Given passage:
^^^^^^^^

Australia’s Centurion Mark 5 Tank

By Carl O. Schuster
11/18/2011 • Vietnam Arsenal, Vietnam War

Click on tank for expanded view. (Illustration by Gregory Proch)
Click on tank for expanded view. (Illustration by Gregory Proch)

On February 24, 1968, the first Centurion tanks of Australia’s C Squadron, 1st Armoured Regiment, came ashore at South Vietnam’s Phuc Tuy Province to join Canberra’s Vietnam Task Force, which was based at Nui Dat. The tanks’ arrival followed that of a third infantry battalion, bringing the task force up to brigade strength. Well armored, mobile and easy to maintain, the Centurions would demonstrate their value in numerous small unit actions over the next three years.

Built in Britain, the A41 Centurion’s original design was based on the lessons learned fighting German Panther tanks in World War II. Too late to see combat in that war, it more than held its own against the Soviet-built T-34/85s it faced in Korea.

Australia acquired its first Centurion, the Mk 3 variant, in 1955. The Mk 3 incorporated the 20-pounder (84mm) gun with stabilizing mechanism, a more powerful engine and a 100-gallon external fuel tank to extend the range. Its coaxial L6A1 .50-cal machine gun served as a “ranging gun” for the main battery and was tied into the main gun’s fire control system, which limited it to three-round bursts.

Australia upgraded most of its Centurions to the Mark 5/1 before deploying them to Vietnam. The upgrade consisted of installing infrared sighting systems and replacing the two original 7.62mm Besa secondary machine guns with .30-caliber Brownings: an L3A3 coaxial fired by the tank gunner; and an L3A4 mounted on a flex mount attached to the commander’s cupola.

The absence of enemy tanks in Vietnam drove the Centurion into a primarily infantry-support role, with several field modifications. Its gun fired four types of rounds: high explosive, armor-piercing, smoke and canister. The last proved very effective against close-in infantry but most often was used to clear away brush and foliage to expose enemy bunkers and defensive positions.

^^^^^^^^

Source material:
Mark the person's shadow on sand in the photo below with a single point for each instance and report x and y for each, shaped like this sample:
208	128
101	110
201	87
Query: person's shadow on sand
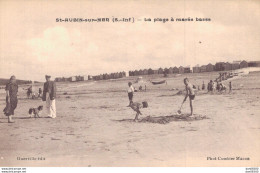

^^^^^^^^

Task requirements:
(a) Using the Centurion tank article, decide whether each statement agrees with it: (i) Australia's first Centurion was the Mk 3, acquired in 1955; (ii) the Centurion saw combat in World War II; (iii) canister rounds were most often used against close-in infantry.
(b) Edit the Centurion tank article from "On February 24, 1968, the" to "faced in Korea.", putting "Tiger" in place of "Panther".

Numbered answers:
(a)
(i) Yes: "Australia acquired its first Centurion, the Mk 3 variant, in 1955."
(ii) No: "Too late to see combat in that war"
(iii) No: "most often was used to clear away brush and foliage to expose enemy bunkers and defensive positions."

(b)
On February 24, 1968, the first Centurion tanks of Australia’s C Squadron, 1st Armoured Regiment, came ashore at South Vietnam’s Phuc Tuy Province to join Canberra’s Vietnam Task Force, which was based at Nui Dat. The tanks’ arrival followed that of a third infantry battalion, bringing the task force up to brigade strength. Well armored, mobile and easy to maintain, the Centurions would demonstrate their value in numerous small unit actions over the next three years.

Built in Britain, the A41 Centurion’s original design was based on the lessons learned fighting German Tiger tanks in World War II. Too late to see combat in that war, it more than held its own against the Soviet-built T-34/85s it faced in Korea.